* [DATA SHOWN]:
============================================================
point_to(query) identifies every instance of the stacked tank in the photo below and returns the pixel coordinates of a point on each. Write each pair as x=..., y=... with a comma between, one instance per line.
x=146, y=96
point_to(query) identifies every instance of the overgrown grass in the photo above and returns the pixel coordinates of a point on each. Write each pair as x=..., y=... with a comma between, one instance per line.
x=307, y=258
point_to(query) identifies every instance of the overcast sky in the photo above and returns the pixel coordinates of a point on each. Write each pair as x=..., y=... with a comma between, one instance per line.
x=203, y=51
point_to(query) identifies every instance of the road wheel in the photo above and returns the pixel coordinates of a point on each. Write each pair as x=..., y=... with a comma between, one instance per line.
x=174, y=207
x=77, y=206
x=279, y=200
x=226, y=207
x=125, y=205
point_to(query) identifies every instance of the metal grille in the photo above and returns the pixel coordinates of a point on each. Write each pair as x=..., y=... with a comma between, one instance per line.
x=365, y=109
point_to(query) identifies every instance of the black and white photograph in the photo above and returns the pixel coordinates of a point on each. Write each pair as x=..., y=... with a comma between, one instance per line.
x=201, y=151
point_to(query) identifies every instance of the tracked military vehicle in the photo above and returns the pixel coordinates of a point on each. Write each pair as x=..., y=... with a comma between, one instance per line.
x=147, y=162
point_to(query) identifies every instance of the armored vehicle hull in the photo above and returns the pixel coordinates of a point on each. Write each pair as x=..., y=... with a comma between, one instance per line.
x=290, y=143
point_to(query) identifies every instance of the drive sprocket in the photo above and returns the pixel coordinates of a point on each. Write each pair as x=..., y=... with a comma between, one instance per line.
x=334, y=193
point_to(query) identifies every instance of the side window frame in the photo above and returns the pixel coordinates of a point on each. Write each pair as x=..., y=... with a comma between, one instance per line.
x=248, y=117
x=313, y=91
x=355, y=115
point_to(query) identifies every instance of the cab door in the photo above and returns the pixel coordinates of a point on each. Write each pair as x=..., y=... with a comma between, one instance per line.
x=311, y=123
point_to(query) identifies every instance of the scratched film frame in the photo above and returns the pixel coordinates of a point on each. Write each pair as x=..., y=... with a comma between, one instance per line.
============================================================
* [THE EXERCISE]: Exactly as written above, please repeat the entries.

* [WORKED SOLUTION]:
point_to(query) identifies every instance of the stacked tank in the photo below and returns the pixel coordinates of a point on each. Write each pair as x=..., y=... with a comma between, one instance per line.
x=146, y=96
point_to(query) identifies every instance of the overgrown grass in the photo above and returns the pixel coordinates of a point on each. Write each pair as x=..., y=... with a comma between, one instance per line.
x=307, y=258
point_to(query) identifies every instance of the overcast sky in the photo above and returns the pixel coordinates of a point on each. Write each pair as x=..., y=... with a comma between, one instance per line.
x=203, y=51
point_to(query) identifies every instance of the road wheel in the photo above and returns the pixel coordinates of a point on each. Write each pair as x=..., y=... with a comma between, one instance per line.
x=174, y=207
x=77, y=206
x=279, y=200
x=226, y=207
x=125, y=205
point_to(query) identifies every instance of the metal grille in the photo above and returns the pixel coordinates of a point on each. Write each pair as x=..., y=... with a comma between, one instance per line.
x=365, y=109
point_to(query) identifies every instance of the black and white photograph in the photo above and returns the pixel coordinates of a point on each. Write each pair as x=..., y=... with a comma between, one instance per line.
x=201, y=151
point_to(query) identifies every instance of the tracked military vehicle in the photo above and returns the pixel coordinates of a point on each. Write each pair as x=..., y=... with a comma between, one instance per line.
x=147, y=162
point_to(query) identifies every instance of the armored vehicle hull in the photo above and returns the pixel coordinates of a point on each. Write each pair as x=..., y=... with a comma between, one instance per line.
x=290, y=143
point_to(query) identifies every instance of the drive sprocket in the photo above and returns the pixel coordinates of a point on each. Write each pair as x=..., y=... with a comma between, one instance per line.
x=334, y=193
point_to(query) identifies every instance of the side window frame in the photo above and returns the pixel coordinates of a point on each. Write each pair as x=..., y=... with a comma between, one instance per line.
x=248, y=117
x=313, y=91
x=355, y=115
point_to(query) identifies every instance of the cab door in the photo above and returns the pixel coordinates of a point on each. Write each pair as x=..., y=... with a comma between, one instance per line.
x=311, y=123
point_to(query) identifies every instance of the scratched film frame in the photo above and returns the pixel coordinates of a point on each. Write each pair as x=..., y=... with a comma between, one instance per line.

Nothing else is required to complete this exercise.